*PROBLEM TO SOLVE*. Reproduce the listing below verbatim, beginning with its first line and ending after the line that contains "887 398 L 833", with both of those lines included.

__________

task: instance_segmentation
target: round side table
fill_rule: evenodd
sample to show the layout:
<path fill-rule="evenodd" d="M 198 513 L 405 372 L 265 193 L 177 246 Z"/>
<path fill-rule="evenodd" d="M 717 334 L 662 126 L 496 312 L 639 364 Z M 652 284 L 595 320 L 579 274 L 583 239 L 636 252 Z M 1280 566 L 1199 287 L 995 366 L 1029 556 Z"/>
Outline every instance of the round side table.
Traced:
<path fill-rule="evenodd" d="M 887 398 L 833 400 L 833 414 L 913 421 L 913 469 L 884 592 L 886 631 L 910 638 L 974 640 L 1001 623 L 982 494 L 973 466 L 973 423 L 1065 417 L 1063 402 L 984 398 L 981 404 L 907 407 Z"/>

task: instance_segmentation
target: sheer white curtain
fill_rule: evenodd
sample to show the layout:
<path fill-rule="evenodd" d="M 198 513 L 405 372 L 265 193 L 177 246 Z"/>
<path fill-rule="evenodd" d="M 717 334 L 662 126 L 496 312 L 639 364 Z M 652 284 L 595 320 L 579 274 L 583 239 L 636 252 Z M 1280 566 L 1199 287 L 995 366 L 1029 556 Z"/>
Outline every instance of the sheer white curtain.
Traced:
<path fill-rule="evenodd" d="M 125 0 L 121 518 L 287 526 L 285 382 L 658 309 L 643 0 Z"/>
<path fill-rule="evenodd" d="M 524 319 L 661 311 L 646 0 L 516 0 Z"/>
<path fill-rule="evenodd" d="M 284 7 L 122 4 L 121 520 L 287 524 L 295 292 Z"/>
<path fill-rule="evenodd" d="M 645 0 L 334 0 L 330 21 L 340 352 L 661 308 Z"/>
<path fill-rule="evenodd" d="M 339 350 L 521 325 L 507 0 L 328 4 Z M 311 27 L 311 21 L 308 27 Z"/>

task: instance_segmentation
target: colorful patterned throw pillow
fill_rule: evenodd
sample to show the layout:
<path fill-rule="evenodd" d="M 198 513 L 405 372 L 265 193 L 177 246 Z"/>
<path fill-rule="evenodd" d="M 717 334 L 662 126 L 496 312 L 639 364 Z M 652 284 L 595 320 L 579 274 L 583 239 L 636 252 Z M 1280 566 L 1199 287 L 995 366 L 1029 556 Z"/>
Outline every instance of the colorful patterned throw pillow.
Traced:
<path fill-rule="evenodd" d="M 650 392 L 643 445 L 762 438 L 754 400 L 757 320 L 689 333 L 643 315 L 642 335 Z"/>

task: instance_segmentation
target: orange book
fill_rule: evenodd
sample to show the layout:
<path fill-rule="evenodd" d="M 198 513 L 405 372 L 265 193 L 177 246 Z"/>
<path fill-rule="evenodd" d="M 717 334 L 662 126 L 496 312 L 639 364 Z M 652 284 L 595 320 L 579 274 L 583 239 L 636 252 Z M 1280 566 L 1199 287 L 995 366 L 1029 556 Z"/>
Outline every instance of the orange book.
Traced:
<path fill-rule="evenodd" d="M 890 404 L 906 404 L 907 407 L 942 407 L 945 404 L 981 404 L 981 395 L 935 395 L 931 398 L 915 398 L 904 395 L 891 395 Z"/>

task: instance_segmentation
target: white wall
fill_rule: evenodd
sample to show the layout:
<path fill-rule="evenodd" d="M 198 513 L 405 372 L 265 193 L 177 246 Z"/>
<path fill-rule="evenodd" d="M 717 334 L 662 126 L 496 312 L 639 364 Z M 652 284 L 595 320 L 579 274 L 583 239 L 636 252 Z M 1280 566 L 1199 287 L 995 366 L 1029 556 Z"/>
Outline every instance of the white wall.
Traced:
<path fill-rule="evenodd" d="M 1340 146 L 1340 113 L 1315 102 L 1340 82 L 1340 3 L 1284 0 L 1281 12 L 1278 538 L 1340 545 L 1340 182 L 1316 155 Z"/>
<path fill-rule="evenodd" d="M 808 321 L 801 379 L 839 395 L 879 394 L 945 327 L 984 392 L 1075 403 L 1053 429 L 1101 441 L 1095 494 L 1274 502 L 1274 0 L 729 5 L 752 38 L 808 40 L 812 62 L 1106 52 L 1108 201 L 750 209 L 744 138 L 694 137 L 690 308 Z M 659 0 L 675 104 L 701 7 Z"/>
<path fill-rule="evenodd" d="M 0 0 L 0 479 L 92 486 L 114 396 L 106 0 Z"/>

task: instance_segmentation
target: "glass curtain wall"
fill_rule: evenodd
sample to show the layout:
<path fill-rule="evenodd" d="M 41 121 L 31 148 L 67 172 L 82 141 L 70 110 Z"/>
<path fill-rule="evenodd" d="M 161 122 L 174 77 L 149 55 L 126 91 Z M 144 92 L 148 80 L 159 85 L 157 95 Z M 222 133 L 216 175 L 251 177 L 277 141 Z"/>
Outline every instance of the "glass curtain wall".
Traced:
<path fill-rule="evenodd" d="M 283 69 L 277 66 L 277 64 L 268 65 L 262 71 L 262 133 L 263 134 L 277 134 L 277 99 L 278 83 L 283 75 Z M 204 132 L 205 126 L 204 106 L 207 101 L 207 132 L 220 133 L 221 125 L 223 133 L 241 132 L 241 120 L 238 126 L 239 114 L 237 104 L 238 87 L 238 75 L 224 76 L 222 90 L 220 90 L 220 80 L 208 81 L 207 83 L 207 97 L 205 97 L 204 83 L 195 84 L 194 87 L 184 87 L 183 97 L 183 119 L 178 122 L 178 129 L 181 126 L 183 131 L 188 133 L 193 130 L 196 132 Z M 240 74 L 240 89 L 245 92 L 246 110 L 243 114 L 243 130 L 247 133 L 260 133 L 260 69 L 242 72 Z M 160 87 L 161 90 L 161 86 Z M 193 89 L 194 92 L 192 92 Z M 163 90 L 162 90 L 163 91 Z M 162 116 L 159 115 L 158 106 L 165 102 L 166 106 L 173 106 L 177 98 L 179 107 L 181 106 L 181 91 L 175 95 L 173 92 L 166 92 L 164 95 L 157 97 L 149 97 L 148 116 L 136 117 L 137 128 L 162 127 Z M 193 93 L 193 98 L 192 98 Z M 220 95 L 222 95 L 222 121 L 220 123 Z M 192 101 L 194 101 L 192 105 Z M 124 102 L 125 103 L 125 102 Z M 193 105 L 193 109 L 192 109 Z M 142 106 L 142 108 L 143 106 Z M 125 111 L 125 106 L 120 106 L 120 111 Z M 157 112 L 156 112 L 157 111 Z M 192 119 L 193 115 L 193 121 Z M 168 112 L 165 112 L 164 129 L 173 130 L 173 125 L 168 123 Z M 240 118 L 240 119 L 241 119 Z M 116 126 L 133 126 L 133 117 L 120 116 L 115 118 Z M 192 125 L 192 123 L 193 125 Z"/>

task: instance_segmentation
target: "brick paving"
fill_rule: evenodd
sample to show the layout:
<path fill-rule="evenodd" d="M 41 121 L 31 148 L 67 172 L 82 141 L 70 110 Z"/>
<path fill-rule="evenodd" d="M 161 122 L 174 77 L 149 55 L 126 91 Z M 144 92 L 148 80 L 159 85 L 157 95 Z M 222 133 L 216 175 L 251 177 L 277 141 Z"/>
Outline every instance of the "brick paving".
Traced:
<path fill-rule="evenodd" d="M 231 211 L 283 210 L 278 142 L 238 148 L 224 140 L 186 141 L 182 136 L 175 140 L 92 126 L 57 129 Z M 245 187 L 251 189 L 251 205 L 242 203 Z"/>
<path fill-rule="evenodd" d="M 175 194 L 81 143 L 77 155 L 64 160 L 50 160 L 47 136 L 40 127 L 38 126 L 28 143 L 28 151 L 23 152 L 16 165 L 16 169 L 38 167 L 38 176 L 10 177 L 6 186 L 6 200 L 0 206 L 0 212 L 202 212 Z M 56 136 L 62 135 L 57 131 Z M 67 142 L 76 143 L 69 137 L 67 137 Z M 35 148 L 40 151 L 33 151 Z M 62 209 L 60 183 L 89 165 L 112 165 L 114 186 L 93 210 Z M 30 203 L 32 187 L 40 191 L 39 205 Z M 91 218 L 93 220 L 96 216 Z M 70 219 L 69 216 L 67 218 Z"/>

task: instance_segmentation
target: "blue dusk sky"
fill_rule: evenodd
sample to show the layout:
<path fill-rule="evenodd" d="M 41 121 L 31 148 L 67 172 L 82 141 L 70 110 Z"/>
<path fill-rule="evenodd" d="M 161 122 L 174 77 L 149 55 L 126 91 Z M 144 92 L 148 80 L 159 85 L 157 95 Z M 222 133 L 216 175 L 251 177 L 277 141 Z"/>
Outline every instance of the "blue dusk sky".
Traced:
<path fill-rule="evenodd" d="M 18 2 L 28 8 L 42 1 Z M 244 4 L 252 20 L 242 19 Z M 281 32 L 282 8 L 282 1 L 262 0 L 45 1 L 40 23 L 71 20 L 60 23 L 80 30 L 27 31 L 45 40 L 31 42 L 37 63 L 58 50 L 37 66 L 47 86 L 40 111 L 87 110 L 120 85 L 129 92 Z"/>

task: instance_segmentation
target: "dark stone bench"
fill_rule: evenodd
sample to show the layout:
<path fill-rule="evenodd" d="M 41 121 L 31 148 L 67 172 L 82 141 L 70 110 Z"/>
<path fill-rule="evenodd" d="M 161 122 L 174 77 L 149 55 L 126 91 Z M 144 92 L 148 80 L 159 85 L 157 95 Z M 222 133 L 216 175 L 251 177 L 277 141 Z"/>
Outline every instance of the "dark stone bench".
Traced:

__________

*FINAL RESULT*.
task: instance_segmentation
target: round side table
fill_rule: evenodd
sample to show the layout:
<path fill-rule="evenodd" d="M 198 513 L 405 372 L 265 193 L 177 246 Z"/>
<path fill-rule="evenodd" d="M 717 334 L 662 126 L 496 312 L 639 364 Z M 652 284 L 595 320 L 579 274 L 583 239 L 636 252 Z M 1280 566 L 1199 287 L 995 366 L 1029 556 Z"/>
Outline every instance of the round side table.
Traced:
<path fill-rule="evenodd" d="M 887 398 L 833 400 L 833 414 L 913 421 L 913 469 L 884 592 L 886 631 L 910 638 L 974 640 L 1001 623 L 982 494 L 973 466 L 973 423 L 1065 417 L 1063 402 L 984 398 L 981 404 L 907 407 Z"/>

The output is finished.